[[ Source information open ]]

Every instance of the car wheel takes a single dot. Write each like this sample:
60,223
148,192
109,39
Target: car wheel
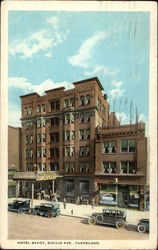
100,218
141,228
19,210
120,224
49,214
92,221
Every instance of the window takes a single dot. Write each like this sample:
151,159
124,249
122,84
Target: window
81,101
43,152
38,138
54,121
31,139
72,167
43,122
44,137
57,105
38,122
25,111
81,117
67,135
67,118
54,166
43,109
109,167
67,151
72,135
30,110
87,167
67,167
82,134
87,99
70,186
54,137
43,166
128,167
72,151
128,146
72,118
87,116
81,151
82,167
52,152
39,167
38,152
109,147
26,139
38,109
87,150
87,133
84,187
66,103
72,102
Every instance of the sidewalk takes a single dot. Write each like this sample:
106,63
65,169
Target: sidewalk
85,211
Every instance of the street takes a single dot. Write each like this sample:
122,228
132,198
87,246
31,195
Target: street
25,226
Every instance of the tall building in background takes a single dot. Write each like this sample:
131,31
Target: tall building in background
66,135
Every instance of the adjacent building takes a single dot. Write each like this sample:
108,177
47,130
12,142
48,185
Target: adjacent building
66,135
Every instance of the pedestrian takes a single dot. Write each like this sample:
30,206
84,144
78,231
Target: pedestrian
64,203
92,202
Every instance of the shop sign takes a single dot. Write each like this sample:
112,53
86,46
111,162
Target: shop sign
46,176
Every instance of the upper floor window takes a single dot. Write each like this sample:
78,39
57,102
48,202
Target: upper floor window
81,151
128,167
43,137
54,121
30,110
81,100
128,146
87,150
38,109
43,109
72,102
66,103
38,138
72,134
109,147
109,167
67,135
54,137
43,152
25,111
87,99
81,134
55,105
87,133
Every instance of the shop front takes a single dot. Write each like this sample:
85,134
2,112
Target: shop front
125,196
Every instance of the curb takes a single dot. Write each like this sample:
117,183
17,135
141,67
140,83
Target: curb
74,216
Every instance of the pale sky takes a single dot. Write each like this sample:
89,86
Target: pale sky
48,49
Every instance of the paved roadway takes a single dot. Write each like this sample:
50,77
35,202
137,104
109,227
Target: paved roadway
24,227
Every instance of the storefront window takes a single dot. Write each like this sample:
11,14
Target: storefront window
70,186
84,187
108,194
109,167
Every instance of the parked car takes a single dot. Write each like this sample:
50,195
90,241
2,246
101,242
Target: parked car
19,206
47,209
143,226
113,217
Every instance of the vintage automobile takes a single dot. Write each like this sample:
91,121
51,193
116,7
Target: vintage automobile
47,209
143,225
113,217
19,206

[[ Source information closed ]]
[[ Source information open ]]

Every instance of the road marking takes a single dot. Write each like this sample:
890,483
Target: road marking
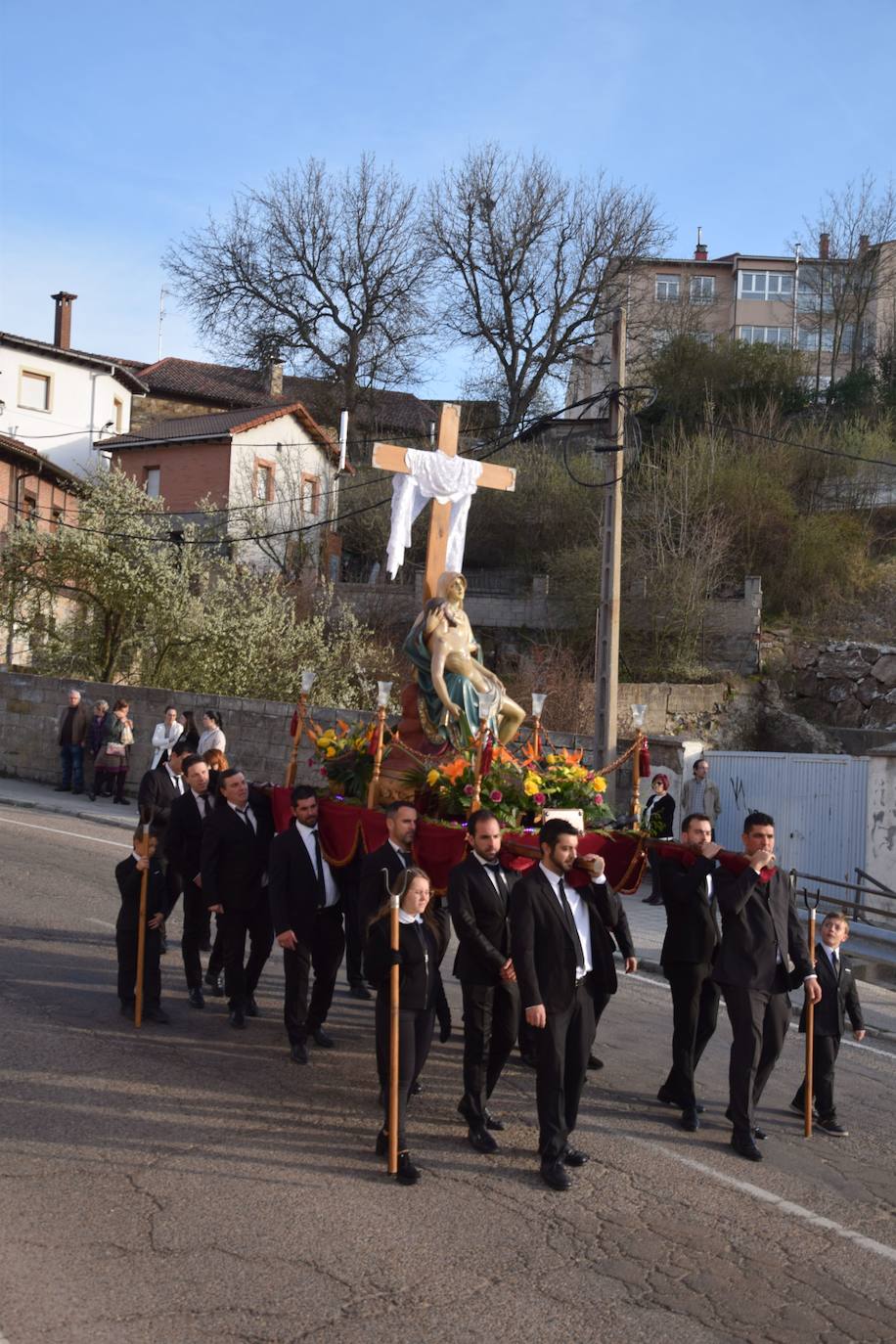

[[ Source information closed ]]

#### Your task:
Look through the entries above; copy every line holding the string "marking".

#### Result below:
Every instance of the road marking takes a single dot. Write each like this sample:
Target: road marking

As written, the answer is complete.